A run of records

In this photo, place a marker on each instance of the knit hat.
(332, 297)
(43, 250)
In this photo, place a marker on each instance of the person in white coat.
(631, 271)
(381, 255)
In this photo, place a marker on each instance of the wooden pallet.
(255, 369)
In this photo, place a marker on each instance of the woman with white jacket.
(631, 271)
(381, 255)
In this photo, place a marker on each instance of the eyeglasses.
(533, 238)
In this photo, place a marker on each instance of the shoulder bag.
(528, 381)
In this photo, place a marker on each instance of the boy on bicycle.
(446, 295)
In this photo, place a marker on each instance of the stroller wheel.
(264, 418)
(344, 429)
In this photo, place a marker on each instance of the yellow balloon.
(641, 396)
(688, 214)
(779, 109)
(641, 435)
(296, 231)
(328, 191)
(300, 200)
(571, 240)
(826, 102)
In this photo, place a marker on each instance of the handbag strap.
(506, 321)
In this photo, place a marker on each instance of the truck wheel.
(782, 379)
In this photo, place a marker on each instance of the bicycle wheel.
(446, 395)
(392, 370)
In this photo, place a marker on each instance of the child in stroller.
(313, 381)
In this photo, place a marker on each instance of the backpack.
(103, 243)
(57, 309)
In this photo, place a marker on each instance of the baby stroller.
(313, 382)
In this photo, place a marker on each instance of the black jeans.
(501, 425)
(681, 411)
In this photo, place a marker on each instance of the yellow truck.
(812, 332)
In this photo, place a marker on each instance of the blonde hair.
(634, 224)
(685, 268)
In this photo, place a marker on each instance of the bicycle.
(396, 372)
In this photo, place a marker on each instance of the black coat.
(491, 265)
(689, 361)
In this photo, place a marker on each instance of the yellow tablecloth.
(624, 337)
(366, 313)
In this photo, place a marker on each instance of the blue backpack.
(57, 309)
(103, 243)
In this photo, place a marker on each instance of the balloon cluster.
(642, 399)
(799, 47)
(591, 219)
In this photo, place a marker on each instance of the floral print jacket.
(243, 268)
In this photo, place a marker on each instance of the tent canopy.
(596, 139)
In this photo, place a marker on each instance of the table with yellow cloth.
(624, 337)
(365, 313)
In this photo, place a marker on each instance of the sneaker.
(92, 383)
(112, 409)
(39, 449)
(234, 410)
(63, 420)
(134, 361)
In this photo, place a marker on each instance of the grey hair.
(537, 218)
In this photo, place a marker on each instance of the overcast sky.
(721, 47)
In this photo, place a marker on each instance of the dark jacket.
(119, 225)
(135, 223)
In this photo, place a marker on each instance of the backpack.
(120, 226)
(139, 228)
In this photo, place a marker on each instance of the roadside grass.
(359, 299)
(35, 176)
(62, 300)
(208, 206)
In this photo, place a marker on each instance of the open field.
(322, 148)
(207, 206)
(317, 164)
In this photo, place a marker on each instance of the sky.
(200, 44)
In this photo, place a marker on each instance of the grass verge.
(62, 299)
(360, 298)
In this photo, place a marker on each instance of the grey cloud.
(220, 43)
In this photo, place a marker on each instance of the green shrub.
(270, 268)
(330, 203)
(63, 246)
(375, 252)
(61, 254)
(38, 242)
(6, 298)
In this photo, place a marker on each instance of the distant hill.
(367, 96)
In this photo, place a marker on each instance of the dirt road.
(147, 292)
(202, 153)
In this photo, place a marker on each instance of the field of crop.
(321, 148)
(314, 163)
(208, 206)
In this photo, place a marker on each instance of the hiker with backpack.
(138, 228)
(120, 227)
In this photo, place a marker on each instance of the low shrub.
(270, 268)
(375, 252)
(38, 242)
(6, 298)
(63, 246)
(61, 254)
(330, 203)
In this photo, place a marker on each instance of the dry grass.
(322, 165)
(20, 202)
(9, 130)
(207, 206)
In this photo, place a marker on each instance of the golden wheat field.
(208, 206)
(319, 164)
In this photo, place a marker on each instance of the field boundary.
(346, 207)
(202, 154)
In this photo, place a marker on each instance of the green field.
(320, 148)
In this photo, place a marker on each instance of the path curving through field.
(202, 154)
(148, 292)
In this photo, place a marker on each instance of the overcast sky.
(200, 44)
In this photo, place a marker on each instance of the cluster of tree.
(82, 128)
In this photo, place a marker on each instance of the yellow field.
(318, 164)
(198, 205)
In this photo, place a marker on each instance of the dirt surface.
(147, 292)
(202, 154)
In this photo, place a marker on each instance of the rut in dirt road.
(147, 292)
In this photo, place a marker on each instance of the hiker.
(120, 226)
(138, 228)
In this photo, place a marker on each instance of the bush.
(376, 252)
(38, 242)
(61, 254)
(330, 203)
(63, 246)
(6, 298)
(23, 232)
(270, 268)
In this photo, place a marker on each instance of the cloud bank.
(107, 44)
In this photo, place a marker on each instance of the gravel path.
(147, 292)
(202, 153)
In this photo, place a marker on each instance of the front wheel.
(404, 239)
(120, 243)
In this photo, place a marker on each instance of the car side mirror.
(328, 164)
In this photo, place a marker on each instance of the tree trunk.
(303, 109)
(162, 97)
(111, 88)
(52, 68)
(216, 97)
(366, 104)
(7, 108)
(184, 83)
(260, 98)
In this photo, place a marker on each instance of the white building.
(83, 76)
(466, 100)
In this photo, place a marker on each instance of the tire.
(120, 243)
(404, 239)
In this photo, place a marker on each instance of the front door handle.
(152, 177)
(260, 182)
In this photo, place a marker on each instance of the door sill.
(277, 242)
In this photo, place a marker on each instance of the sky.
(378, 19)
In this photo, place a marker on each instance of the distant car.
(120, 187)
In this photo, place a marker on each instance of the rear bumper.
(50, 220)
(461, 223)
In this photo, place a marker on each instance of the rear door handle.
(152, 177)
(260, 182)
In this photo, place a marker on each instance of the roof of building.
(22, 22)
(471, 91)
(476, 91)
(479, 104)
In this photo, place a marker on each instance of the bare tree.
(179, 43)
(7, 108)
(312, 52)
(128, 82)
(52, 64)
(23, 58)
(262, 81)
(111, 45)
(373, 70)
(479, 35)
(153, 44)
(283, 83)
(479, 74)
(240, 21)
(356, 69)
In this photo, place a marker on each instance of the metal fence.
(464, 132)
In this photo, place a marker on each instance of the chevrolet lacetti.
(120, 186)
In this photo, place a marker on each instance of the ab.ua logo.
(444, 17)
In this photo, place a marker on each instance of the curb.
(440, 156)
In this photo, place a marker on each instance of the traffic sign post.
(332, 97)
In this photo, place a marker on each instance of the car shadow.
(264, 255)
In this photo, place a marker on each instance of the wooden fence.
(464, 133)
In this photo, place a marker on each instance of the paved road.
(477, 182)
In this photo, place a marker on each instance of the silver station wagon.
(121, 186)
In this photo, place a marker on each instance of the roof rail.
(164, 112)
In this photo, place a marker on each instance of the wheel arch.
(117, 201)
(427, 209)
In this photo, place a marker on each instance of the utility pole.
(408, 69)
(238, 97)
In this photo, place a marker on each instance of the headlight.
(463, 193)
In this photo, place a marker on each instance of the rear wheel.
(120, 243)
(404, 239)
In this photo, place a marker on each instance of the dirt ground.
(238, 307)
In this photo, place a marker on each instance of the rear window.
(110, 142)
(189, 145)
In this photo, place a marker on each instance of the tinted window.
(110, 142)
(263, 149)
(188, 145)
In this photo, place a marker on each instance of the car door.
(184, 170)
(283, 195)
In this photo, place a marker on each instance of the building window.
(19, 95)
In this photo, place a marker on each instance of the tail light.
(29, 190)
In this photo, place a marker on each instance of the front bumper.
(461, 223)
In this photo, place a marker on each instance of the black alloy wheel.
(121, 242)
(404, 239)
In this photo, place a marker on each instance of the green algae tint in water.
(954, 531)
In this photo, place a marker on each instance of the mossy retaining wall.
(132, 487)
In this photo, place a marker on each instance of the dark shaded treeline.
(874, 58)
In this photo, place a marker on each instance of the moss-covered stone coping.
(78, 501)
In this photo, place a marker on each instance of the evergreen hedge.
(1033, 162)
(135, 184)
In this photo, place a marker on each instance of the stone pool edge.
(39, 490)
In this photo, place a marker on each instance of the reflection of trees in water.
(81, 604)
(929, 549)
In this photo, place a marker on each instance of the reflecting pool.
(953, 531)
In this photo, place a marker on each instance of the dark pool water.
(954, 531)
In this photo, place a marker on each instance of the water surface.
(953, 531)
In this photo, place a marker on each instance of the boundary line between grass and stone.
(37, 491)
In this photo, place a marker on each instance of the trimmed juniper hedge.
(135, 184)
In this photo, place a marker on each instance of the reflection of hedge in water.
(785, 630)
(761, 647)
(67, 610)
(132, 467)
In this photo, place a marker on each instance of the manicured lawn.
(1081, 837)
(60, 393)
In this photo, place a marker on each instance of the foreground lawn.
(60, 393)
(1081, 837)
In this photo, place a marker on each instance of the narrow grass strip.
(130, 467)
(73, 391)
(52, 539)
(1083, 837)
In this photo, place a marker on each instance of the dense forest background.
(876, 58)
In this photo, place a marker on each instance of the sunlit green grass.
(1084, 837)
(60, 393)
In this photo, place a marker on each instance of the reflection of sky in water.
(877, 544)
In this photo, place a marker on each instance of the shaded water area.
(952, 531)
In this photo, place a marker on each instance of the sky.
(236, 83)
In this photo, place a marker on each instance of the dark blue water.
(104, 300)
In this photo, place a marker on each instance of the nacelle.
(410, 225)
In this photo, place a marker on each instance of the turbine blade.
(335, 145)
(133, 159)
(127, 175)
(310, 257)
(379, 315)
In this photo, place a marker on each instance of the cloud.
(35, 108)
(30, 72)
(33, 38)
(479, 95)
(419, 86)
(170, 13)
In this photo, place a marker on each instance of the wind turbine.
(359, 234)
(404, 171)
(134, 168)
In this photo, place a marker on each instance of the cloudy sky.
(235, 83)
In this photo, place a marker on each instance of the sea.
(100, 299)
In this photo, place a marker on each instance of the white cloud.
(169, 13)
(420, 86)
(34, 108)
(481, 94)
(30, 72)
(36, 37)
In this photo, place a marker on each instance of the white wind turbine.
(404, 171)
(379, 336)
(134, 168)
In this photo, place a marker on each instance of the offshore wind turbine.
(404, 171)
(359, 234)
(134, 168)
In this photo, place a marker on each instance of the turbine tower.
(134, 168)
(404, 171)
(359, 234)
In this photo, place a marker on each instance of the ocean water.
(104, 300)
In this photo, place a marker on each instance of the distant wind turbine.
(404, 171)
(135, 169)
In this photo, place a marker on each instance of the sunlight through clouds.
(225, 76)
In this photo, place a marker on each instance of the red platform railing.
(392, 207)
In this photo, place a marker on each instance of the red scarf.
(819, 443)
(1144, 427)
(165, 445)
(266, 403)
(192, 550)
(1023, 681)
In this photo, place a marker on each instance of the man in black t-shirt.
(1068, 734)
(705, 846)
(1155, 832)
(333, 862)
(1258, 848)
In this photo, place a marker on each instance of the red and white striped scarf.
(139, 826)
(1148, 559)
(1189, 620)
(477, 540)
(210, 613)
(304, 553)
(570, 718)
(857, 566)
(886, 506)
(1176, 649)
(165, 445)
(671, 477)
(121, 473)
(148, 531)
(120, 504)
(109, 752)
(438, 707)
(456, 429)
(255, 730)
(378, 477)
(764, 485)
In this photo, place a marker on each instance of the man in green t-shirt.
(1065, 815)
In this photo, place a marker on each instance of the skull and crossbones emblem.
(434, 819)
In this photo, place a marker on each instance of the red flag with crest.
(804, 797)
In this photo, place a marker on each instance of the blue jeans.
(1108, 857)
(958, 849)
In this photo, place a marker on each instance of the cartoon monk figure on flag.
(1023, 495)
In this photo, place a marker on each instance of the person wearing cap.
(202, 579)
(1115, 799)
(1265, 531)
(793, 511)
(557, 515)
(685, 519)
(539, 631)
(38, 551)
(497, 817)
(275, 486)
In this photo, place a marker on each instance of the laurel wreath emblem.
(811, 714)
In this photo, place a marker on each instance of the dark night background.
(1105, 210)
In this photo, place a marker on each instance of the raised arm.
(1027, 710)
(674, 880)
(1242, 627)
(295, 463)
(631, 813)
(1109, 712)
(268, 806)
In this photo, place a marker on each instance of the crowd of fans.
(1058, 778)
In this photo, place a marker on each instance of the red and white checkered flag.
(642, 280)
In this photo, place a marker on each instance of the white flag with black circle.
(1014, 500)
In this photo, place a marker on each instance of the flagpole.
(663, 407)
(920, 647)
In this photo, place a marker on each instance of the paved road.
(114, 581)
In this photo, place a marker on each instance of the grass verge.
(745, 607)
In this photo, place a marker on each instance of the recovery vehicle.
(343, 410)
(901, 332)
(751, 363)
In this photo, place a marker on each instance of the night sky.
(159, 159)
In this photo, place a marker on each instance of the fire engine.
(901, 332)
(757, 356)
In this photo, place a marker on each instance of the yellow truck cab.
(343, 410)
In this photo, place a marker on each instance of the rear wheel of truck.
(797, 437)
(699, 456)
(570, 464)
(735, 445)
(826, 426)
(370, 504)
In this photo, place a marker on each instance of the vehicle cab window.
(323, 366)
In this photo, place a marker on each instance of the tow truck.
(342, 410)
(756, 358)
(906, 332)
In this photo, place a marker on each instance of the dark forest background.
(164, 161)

The task
Only those lines running from the one containing "with black circle." through the last line of the data above are to be copied, exactly, with both ends included.

Answer below
In this photo, place a marker on each instance of the white flag with black circle.
(1014, 500)
In this photo, place a marker on each instance of the flagpole.
(663, 407)
(920, 647)
In this photo, place a marker on each instance of the paved road.
(114, 581)
In this photo, place a marker on each instance of the grass verge.
(745, 607)
In this photo, place a marker on each instance of the recovery vehicle.
(343, 410)
(901, 332)
(751, 363)
In this photo, place a marker on each instance of the night sky.
(159, 159)
In this photo, place a marker on each instance of the fire engine.
(901, 332)
(757, 356)
In this photo, place a marker on each instance of the yellow truck cab.
(343, 410)
In this photo, place a marker on each instance of the rear wheel of truck.
(797, 437)
(699, 456)
(570, 464)
(735, 445)
(826, 426)
(370, 504)
In this photo, place a marker on each instance of the vehicle cab window.
(323, 366)
In this photo, place a marker on each instance of the tow truck.
(342, 410)
(756, 358)
(906, 332)
In this photo, place a marker on each instance of the dark forest background.
(164, 161)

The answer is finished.